* **Written request**: Gather every line of the records below that contains the string "green", and copy each one in full. Match case exactly.
>> Begin
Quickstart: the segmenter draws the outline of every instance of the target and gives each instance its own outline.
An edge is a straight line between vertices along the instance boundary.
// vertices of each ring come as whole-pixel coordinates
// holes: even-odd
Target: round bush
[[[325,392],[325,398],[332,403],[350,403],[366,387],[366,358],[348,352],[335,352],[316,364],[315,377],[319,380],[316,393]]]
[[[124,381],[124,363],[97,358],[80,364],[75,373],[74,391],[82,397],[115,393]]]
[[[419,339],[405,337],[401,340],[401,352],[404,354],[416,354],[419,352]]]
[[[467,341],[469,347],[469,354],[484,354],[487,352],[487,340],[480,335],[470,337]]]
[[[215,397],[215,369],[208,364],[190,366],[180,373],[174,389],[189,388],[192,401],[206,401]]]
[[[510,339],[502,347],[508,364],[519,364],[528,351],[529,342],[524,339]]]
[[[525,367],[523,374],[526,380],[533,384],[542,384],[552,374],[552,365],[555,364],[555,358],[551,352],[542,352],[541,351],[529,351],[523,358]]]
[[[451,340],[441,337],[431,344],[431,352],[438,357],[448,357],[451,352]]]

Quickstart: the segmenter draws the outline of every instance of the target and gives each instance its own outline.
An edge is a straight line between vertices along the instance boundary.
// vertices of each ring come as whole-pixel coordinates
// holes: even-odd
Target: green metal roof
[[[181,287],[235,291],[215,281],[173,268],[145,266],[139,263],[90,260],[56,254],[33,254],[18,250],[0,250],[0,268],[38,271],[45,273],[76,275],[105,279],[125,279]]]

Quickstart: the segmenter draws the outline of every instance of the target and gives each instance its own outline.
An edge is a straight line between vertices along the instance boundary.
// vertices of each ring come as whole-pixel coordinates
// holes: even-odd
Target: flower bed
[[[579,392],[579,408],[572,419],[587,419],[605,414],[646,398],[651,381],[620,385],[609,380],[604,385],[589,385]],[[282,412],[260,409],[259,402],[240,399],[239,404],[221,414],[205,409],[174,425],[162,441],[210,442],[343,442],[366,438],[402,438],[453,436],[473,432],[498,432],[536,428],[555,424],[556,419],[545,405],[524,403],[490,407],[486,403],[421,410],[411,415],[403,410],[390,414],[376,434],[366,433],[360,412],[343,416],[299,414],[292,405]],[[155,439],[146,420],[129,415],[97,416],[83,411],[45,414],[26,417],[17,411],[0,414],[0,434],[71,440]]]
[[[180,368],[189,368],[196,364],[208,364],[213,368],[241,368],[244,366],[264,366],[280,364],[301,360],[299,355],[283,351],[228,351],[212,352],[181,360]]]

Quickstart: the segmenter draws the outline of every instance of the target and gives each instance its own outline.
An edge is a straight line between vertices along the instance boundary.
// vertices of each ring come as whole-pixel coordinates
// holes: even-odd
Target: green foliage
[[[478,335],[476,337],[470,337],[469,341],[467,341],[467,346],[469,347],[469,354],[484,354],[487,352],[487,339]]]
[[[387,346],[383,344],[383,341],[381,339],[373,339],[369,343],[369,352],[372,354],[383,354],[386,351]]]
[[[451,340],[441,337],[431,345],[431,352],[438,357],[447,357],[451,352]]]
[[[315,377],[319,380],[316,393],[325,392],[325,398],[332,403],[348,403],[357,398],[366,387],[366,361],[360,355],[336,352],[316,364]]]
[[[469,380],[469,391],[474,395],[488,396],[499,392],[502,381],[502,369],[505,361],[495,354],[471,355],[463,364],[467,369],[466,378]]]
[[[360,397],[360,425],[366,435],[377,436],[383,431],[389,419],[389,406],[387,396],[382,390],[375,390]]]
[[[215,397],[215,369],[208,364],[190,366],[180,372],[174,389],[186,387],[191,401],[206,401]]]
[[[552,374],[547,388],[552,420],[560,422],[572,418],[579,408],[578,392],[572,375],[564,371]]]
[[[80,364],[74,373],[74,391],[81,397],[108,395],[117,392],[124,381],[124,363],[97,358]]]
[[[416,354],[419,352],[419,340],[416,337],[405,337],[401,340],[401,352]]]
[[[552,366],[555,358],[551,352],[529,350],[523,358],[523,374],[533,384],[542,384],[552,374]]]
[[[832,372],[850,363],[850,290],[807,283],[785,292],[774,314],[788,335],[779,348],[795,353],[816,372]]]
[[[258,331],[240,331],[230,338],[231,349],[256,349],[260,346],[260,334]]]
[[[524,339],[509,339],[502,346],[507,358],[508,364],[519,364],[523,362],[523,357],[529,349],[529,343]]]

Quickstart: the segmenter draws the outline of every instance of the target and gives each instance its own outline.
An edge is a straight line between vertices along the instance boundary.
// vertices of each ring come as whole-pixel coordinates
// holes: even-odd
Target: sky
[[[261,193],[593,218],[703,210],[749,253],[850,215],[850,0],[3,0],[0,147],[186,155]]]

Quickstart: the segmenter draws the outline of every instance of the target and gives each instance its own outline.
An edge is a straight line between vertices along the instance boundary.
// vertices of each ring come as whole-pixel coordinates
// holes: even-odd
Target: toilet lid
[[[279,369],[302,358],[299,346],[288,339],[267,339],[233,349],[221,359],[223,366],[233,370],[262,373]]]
>> End
* **Exercise output**:
Target: green metal roof
Target: green foliage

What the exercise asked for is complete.